• **YOUR OBJECTIVE**: From the listing below, output only the lines starting at the line that has "Mark each instance of the green" and ending at the line that has "Mark each instance of the excavated", exactly as they appear, ends included.

• **RECORDS FOR THIS EXERCISE**:

---*---

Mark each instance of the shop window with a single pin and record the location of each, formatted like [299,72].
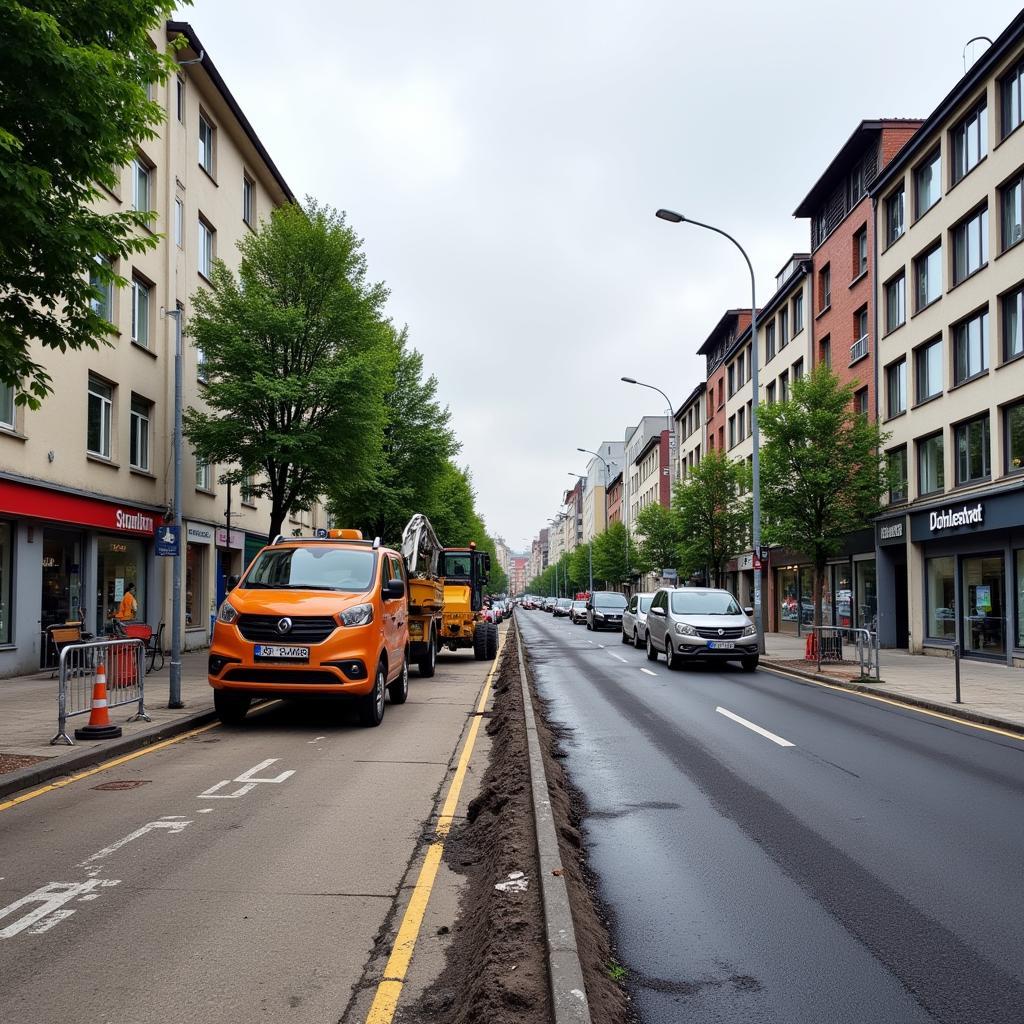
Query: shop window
[941,583]
[6,595]
[973,461]
[931,471]
[1014,417]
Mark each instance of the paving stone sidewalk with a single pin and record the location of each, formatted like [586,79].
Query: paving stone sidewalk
[989,692]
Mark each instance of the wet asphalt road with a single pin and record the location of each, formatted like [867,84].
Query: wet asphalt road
[871,872]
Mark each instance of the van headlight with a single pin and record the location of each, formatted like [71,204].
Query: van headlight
[358,614]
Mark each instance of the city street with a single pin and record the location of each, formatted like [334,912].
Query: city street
[239,875]
[773,851]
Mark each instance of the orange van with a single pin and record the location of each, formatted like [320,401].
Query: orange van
[314,617]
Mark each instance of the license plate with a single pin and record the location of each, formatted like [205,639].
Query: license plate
[279,652]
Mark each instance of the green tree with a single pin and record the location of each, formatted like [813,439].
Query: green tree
[614,555]
[73,109]
[821,473]
[296,360]
[714,519]
[659,539]
[417,448]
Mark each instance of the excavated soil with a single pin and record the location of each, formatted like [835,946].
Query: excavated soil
[496,972]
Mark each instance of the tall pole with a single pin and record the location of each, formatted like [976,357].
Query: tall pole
[174,699]
[755,430]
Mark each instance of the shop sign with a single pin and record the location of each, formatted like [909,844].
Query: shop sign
[197,534]
[237,540]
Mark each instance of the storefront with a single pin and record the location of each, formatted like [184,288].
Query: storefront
[964,564]
[66,557]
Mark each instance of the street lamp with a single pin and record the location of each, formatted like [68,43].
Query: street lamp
[590,547]
[678,218]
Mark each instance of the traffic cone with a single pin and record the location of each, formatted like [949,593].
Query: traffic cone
[99,726]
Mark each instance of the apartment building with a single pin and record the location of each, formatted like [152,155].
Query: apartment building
[87,479]
[949,291]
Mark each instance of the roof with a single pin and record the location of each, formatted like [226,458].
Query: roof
[980,70]
[851,151]
[185,30]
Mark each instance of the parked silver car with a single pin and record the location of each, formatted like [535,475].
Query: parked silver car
[635,621]
[697,624]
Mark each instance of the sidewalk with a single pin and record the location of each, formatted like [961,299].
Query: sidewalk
[29,719]
[991,693]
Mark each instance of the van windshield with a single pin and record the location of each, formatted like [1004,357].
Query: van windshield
[345,569]
[704,603]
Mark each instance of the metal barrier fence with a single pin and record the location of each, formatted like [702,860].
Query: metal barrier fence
[828,643]
[124,663]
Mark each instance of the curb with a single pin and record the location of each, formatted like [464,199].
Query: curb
[568,993]
[950,711]
[25,778]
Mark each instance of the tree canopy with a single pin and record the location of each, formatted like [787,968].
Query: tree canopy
[74,107]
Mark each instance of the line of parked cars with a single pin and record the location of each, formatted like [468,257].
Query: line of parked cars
[685,625]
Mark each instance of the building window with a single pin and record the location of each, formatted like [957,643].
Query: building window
[139,434]
[928,184]
[103,305]
[7,406]
[970,239]
[931,471]
[1011,95]
[896,461]
[140,294]
[971,347]
[248,201]
[204,475]
[896,387]
[1012,212]
[928,274]
[896,302]
[1014,418]
[98,426]
[141,179]
[860,253]
[941,598]
[859,348]
[928,370]
[206,144]
[895,218]
[1013,324]
[206,251]
[969,142]
[973,451]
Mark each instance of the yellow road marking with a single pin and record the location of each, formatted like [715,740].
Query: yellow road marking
[105,766]
[895,702]
[389,988]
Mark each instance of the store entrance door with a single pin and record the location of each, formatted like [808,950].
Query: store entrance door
[61,586]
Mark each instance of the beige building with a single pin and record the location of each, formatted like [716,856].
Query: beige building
[86,481]
[949,224]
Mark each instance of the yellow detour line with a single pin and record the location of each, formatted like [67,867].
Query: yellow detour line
[105,766]
[389,988]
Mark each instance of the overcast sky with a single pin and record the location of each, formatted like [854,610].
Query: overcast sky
[503,163]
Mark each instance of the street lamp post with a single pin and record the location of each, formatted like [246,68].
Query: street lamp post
[678,218]
[590,547]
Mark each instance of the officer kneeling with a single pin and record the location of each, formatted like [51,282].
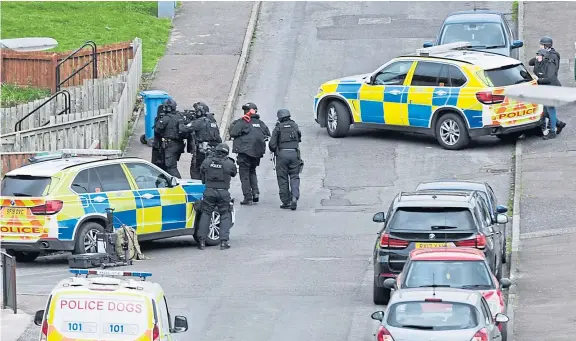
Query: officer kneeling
[216,171]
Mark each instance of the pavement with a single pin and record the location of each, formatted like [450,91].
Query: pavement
[545,308]
[303,275]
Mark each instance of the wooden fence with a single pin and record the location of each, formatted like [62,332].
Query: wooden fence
[38,69]
[109,126]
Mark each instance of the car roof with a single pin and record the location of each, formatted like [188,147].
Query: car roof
[51,167]
[449,253]
[446,294]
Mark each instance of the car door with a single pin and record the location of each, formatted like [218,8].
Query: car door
[161,208]
[384,101]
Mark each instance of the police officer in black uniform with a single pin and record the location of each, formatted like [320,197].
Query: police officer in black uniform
[167,128]
[217,171]
[250,135]
[284,143]
[207,135]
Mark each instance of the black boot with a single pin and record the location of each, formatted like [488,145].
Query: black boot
[224,245]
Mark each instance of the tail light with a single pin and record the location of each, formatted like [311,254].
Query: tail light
[391,243]
[49,208]
[481,335]
[384,335]
[155,333]
[487,97]
[479,242]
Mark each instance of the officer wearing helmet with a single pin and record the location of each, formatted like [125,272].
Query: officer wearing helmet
[171,144]
[250,135]
[216,172]
[207,135]
[284,143]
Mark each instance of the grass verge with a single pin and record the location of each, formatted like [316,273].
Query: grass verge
[73,23]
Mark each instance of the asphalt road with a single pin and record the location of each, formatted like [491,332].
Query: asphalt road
[306,275]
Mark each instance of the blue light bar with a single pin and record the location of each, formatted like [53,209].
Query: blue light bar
[110,273]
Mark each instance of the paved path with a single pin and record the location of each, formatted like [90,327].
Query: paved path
[546,309]
[306,275]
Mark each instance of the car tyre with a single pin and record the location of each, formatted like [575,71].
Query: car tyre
[337,119]
[86,236]
[451,132]
[23,256]
[380,296]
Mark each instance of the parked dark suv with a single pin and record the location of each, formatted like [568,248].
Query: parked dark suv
[432,219]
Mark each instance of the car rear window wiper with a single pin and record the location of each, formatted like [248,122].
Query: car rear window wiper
[417,327]
[443,227]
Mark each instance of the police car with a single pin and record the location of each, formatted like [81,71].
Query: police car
[108,308]
[59,202]
[448,91]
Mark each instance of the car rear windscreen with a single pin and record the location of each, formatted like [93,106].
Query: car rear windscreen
[24,186]
[432,218]
[507,75]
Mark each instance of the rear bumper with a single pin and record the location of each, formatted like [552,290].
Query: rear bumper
[40,245]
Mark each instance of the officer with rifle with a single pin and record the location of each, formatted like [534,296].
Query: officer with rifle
[284,143]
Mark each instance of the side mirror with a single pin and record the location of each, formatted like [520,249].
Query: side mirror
[517,44]
[38,317]
[180,324]
[390,283]
[379,217]
[501,318]
[502,219]
[378,316]
[505,283]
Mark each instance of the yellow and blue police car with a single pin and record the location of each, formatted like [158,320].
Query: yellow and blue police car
[108,308]
[59,204]
[448,91]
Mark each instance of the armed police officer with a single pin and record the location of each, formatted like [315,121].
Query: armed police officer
[205,134]
[171,144]
[216,172]
[284,143]
[250,135]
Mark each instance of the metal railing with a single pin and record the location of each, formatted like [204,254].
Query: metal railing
[66,110]
[93,61]
[9,282]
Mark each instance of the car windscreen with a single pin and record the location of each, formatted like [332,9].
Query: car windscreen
[24,186]
[480,35]
[506,75]
[455,274]
[432,315]
[432,219]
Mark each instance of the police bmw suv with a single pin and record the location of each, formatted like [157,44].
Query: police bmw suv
[432,219]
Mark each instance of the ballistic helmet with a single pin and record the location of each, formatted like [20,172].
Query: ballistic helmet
[283,113]
[546,41]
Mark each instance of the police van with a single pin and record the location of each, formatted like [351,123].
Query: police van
[108,308]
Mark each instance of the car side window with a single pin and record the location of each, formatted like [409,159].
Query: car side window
[112,178]
[457,78]
[87,181]
[393,74]
[147,177]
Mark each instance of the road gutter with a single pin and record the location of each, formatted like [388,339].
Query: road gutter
[240,70]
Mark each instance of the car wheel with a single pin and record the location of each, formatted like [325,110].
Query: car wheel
[337,119]
[23,256]
[380,296]
[86,238]
[451,132]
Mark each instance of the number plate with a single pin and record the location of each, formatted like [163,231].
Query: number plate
[432,245]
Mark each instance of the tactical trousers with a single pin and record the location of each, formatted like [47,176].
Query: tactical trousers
[247,170]
[215,200]
[171,156]
[288,175]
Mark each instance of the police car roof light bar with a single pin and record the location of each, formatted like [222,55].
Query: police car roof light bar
[427,51]
[87,272]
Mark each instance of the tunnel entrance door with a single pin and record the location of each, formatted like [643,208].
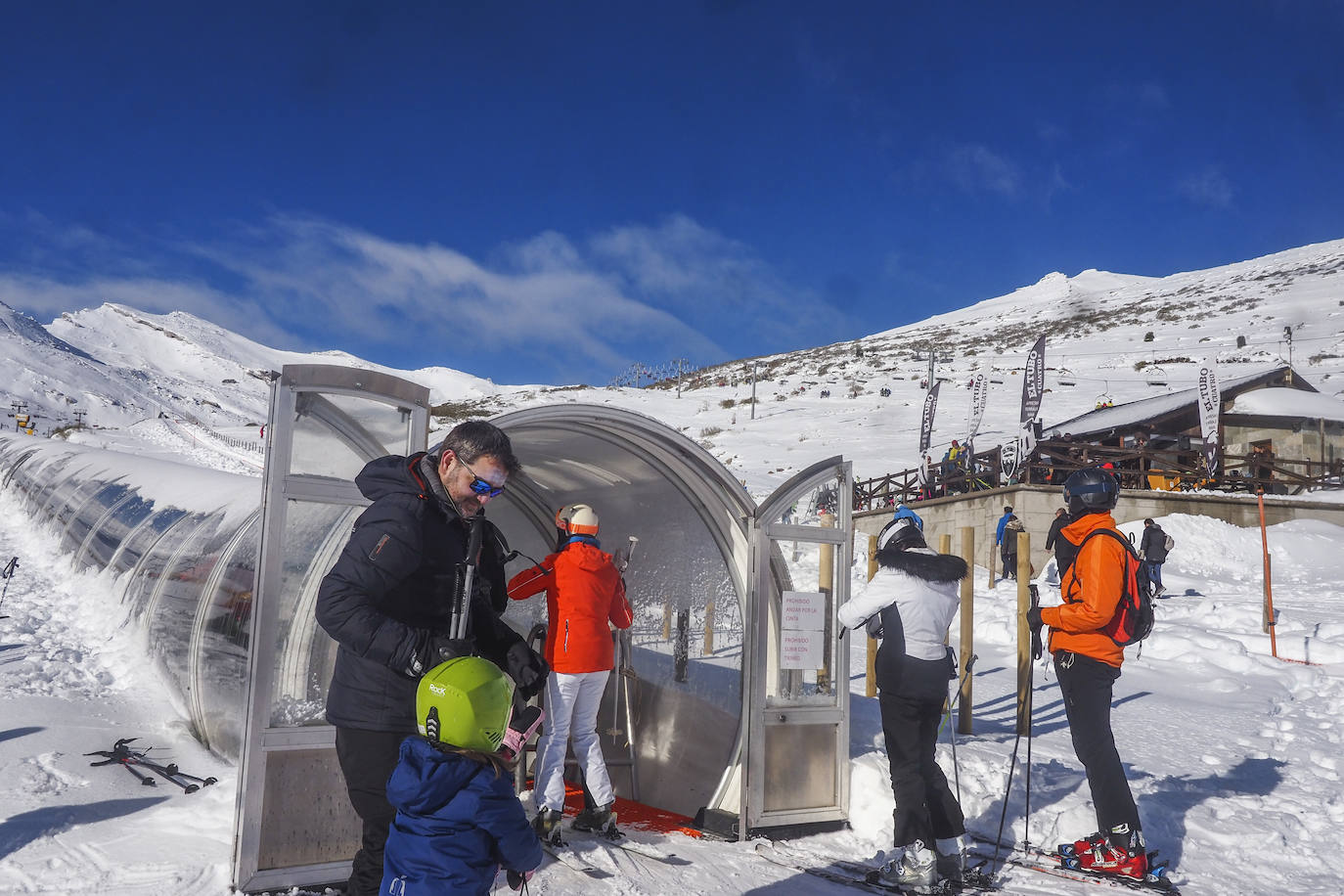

---*---

• **REPLY**:
Mark each instance of the green tree with a single pin and record the location of each, formatted like [813,439].
Query: green tree
[614,555]
[73,109]
[821,473]
[296,360]
[714,519]
[659,539]
[417,448]
Mark each instance of the excavated soil with a single pin and record the location of each, formatted like [835,946].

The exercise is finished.